# Task objective
Only the lines holding "treeline" are wanted. Copy every one from the records below.

(Source records)

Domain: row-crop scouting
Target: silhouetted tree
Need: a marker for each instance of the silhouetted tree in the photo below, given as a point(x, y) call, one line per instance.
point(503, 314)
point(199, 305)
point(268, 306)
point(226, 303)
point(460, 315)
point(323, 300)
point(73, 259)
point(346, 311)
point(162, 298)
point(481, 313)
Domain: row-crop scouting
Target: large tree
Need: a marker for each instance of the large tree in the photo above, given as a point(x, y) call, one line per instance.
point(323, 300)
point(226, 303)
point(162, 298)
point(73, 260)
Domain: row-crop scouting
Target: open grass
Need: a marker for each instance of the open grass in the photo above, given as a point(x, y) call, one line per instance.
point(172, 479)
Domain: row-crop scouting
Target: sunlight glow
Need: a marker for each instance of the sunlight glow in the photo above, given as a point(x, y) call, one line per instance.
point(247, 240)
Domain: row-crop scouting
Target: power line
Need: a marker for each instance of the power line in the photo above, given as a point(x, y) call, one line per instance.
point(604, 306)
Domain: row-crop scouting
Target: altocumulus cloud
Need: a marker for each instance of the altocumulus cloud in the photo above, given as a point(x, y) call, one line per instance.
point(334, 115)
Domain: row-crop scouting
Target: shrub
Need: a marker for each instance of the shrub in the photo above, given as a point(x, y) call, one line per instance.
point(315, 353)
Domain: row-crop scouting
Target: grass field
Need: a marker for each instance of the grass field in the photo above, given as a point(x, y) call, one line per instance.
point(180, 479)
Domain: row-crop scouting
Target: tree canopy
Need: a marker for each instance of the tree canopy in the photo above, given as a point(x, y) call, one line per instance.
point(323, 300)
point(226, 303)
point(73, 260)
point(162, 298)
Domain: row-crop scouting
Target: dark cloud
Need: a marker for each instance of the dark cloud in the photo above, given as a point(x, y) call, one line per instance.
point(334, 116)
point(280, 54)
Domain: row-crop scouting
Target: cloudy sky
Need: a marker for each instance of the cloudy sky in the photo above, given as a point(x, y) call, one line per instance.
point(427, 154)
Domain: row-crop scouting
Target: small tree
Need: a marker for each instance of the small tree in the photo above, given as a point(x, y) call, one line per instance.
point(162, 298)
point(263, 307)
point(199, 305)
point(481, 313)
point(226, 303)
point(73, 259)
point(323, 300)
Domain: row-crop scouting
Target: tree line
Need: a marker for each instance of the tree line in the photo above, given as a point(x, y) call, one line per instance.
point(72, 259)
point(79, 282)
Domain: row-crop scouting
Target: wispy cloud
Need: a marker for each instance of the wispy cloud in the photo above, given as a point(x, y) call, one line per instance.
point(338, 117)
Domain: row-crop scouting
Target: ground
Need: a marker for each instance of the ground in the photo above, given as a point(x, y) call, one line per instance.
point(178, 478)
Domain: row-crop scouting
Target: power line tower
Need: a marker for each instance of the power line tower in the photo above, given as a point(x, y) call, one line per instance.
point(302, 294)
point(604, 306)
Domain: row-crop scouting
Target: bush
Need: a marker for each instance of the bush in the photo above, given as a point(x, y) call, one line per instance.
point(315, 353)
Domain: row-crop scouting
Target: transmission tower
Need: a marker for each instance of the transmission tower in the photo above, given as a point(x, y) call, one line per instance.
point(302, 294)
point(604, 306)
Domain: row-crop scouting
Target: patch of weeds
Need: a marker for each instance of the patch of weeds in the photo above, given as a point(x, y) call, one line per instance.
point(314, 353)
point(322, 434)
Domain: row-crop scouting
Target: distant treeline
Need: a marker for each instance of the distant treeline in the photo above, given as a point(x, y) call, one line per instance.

# Problem solution
Target: distant treeline
Need: a marker for each instance of the distant treeline in the photo above, given as a point(x, y) call, one line per instance.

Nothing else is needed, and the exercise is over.